Exercise instructions: Exactly reproduce the lines from the one holding "Return one point per instance of the metal" through the final line of the listing below, with both ends included and nothing else.

Provided records:
•••••

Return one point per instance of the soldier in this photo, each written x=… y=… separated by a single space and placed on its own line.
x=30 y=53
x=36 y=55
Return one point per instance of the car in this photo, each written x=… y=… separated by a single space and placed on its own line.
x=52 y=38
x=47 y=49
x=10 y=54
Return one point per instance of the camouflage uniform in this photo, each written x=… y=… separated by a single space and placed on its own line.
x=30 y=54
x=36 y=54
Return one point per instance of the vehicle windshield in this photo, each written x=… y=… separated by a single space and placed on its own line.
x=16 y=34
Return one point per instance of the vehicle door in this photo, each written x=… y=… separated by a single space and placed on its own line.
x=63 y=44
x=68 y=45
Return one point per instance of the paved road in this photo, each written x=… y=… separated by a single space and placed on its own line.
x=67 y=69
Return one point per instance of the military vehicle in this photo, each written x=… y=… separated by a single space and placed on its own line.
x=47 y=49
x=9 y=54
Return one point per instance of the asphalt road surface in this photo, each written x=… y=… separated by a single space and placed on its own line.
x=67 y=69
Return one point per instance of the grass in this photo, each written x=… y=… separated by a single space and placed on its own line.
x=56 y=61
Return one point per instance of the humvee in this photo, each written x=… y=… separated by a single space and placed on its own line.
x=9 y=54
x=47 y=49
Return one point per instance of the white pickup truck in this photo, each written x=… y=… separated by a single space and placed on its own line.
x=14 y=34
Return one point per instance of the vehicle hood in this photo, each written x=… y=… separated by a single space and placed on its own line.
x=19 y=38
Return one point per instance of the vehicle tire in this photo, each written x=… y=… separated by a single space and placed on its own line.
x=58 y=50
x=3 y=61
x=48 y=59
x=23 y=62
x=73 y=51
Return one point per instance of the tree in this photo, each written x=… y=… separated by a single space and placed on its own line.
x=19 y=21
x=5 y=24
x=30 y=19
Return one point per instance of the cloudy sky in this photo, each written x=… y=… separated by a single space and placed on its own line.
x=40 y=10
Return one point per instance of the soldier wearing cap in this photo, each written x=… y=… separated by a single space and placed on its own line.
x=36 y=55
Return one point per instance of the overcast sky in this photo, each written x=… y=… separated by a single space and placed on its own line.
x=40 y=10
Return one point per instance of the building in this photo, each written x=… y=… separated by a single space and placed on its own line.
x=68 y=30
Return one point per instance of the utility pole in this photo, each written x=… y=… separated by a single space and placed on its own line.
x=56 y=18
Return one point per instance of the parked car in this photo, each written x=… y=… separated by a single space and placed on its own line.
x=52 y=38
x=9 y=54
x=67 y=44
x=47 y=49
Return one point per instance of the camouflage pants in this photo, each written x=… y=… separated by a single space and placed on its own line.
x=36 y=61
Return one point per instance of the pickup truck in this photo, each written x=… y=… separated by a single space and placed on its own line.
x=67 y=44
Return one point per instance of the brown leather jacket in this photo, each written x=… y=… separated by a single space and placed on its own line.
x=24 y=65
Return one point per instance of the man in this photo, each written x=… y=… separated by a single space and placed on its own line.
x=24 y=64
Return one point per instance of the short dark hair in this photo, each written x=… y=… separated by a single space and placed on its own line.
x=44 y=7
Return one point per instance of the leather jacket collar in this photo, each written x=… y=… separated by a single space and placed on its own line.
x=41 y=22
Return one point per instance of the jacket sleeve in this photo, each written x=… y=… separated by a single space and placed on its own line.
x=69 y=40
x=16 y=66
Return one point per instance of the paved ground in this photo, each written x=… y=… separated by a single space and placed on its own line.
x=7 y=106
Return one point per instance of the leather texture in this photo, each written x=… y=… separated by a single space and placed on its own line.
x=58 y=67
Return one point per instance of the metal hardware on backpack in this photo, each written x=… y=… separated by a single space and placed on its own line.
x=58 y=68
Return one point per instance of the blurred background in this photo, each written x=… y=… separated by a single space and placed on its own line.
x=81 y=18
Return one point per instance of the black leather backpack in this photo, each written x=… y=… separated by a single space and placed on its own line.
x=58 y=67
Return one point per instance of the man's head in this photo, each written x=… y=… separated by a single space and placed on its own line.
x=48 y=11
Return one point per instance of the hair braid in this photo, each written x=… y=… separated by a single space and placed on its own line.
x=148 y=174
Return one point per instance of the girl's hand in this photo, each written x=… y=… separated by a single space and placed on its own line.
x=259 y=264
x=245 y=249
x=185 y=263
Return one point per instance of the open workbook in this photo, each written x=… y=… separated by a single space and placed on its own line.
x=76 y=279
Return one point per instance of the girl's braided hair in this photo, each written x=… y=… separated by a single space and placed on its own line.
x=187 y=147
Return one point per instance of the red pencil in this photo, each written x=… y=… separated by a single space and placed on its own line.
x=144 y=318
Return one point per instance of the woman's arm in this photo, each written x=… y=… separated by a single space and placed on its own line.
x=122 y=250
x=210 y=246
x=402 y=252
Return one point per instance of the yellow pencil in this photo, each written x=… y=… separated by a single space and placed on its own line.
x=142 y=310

•••••

Answer for the task:
Return one point per instance of the metal hardware on backpack in this photo, each written x=… y=… separated by a single space and placed on its own line.
x=58 y=68
Return one point per instance of the blurred background in this photo, each written x=… y=… separated by a single space and placed on its own line.
x=81 y=18
Return one point per instance of the black leather backpack in this photo, each written x=… y=… separated by a single space and placed on its own line.
x=58 y=67
Return one point per instance of the man's head in this photo, each written x=… y=… separated by a single space and placed on its own line.
x=48 y=11
Return one point per instance of the hair braid in this photo, each written x=… y=… separated by a single space and placed on its own line.
x=148 y=174
Return one point per instance of the girl's hand in this photo, each written x=… y=… separated by a single space and placed on its own line.
x=259 y=264
x=245 y=249
x=185 y=263
Return one point per instance of the open workbook in this photo, each written x=… y=… separated by a single space and placed on its own line.
x=76 y=279
Return one point per instance of the girl's braided hair in this photo, each written x=… y=… separated by a single space and placed on its own line.
x=187 y=147
Return one point per instance of the red pencil in this photo, each written x=… y=… separated by a single space and placed on its own line.
x=144 y=318
Return one point per instance of the woman's arm in this photo, each written x=… y=… separated by a single space and placed on its own line.
x=122 y=250
x=210 y=246
x=402 y=252
Return one point per instance of the yellow pencil in this photo, each written x=… y=… separated by a single space and placed on its own line.
x=142 y=310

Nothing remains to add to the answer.